INSTRUCTIONS FOR THE TASK → Copy every line below word for word, leaving out the pictures.

start

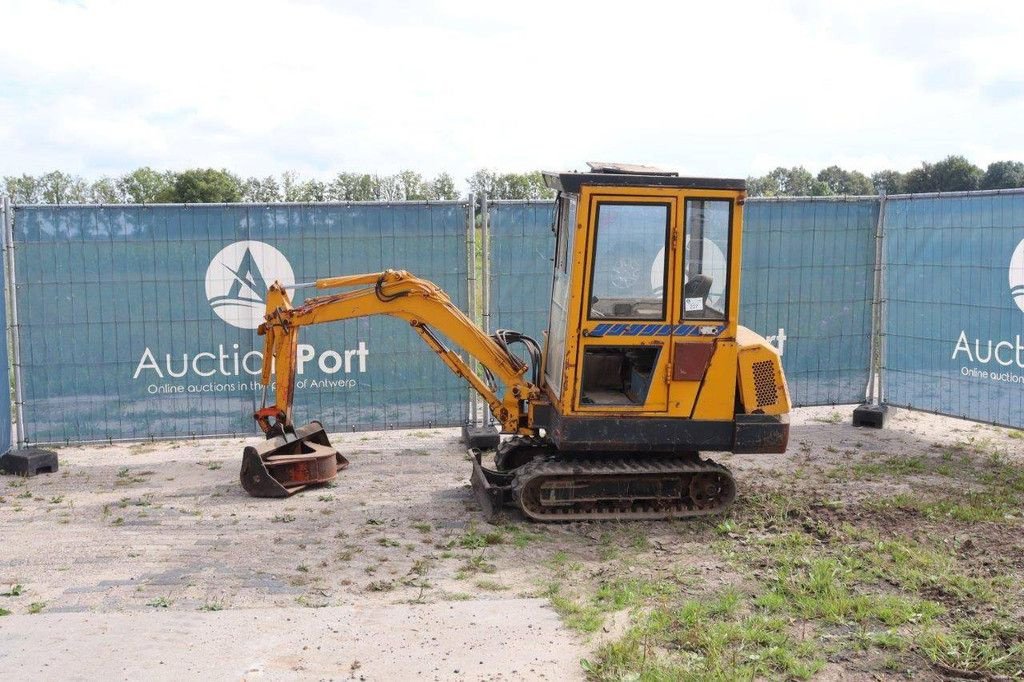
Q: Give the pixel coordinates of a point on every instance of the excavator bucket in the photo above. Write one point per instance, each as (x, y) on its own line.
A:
(290, 461)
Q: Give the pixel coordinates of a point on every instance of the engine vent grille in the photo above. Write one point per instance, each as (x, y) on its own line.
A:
(764, 383)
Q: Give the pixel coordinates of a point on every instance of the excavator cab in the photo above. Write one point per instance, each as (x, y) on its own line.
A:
(643, 350)
(642, 368)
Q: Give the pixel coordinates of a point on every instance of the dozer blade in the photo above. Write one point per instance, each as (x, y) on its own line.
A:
(285, 464)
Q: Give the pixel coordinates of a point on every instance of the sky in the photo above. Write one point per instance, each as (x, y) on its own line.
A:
(100, 87)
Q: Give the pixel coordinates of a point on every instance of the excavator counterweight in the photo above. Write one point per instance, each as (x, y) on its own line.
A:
(643, 366)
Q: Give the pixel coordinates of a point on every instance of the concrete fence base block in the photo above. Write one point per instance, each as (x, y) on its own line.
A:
(872, 416)
(29, 462)
(481, 437)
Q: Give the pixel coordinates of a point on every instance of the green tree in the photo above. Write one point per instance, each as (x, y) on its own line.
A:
(104, 190)
(60, 187)
(412, 185)
(796, 181)
(206, 185)
(845, 182)
(265, 190)
(509, 185)
(310, 190)
(23, 188)
(888, 181)
(953, 173)
(144, 185)
(441, 188)
(1004, 175)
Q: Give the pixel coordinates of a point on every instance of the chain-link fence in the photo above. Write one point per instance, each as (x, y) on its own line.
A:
(954, 304)
(139, 322)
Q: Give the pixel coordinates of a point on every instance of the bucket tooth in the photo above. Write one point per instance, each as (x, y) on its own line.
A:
(285, 464)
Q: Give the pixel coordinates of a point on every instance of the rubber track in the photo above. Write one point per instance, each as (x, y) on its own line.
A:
(534, 474)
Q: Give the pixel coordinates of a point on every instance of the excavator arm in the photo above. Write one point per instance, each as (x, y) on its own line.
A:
(397, 293)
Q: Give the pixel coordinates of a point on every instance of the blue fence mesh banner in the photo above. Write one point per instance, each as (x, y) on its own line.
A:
(807, 287)
(521, 252)
(139, 322)
(5, 421)
(954, 310)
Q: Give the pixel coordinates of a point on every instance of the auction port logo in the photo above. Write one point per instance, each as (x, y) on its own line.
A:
(238, 279)
(1017, 275)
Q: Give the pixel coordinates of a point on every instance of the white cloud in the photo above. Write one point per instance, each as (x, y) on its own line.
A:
(732, 89)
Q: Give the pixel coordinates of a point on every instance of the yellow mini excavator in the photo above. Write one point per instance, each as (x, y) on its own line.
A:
(643, 364)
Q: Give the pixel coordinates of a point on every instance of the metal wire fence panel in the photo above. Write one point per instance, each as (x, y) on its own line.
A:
(139, 321)
(807, 287)
(5, 423)
(954, 309)
(522, 247)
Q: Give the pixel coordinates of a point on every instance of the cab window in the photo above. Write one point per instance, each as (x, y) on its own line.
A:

end

REPLY TO THE EXERCISE →
Q: Give the pixel coordinates of a point on every instance of the excavator bucket in the photo above. Write one point per instance, each as (x, y) on its own line.
A:
(290, 461)
Q: Give the pixel coordinates of a point on every instance of the engine vent grille in the photo above. Write one point per instance, each as (x, y) on its own line.
A:
(764, 383)
Q: Give the pixel coordinates of a point on every instance of the excavator cab in the photo above. Write one point per instance, each as (x, y) on its own line.
A:
(643, 350)
(642, 368)
Q: Give the pixel coordinates of a point on every instance of the dozer blade in the photo above. Write one point per instance, each as (x, y) on its own line.
A:
(285, 464)
Q: Give the pixel coordinates of a point on every instance of the sky in the photo above. Write one point per instance, each as (x, y) on its own line.
A:
(100, 87)
Q: Give the pixel coordinates of a point on every instance of the excavator counterweight in the photo above. Write one point per instance, each as (x, y) on its own line.
A:
(643, 366)
Q: Give the pixel coordinates of a point on every instance of the concrete fence base block in the photo above. Write one point per instance, each as (x, y) on its own line.
A:
(872, 416)
(29, 462)
(481, 437)
Q: Give the pixel coordinates of a point on every instance of the green tree in the photo above. Write one point per instance, each as (x, y) on its own line.
A:
(104, 190)
(60, 187)
(412, 185)
(796, 181)
(206, 185)
(845, 182)
(265, 190)
(509, 185)
(310, 190)
(23, 188)
(888, 181)
(953, 173)
(144, 185)
(441, 188)
(1004, 175)
Q: Give the pixel coordinates of a point on every instance of the chain-link fence in the photo above. Write one point per instance, each as (x, y) on its own line.
A:
(954, 304)
(139, 322)
Q: Give the pixel coordinates of a point on every instance of the bucket tooth in the photo above. Write one point per instance, each as (x, y) on its own line.
A:
(285, 464)
Q: Give the pixel coordinates of a point on every instance of the rubber track in the photo above. Write one point per instance, each as (x, y) on its own line.
A:
(534, 474)
Q: Give the pixel coordinates of a point on every instance of the excavator arm in the photo above. Write one point per instance, each as (x, y) on its own line.
A:
(397, 293)
Q: Give the pixel coordinates of a point on every instance of the blue fence mesh banner in the photo above. Write one point per instance, each as (x, y) on its own line.
A:
(807, 287)
(521, 252)
(139, 322)
(5, 421)
(954, 310)
Q: Give the pixel coordinates of a point on every instance of the auction port logo in the photo above. Write one point per instance, each as (x, y) on its own line.
A:
(238, 279)
(1017, 275)
Q: Give the pixel coordinates of a point on every instance of the white cloud in the photo above. Write one point per instance, each as (x, y) on its own line.
A:
(732, 89)
Q: Give the pixel coordinates of a point on every instance of the yellow mini excavator in the photo above. Write one point per instance, each as (x, y) on its own line.
A:
(643, 364)
Q: Give the pixel coordinates of a point on every instance of the metal wire fence panel in the photo above. Write one point per instance, each as (x, y) on its own line.
A:
(139, 321)
(807, 287)
(5, 423)
(954, 309)
(522, 247)
Q: Give the pixel coordinates of a point on every instance of the cab window in the photo above. Write one point per instance, each as (x, y) on its own line.
A:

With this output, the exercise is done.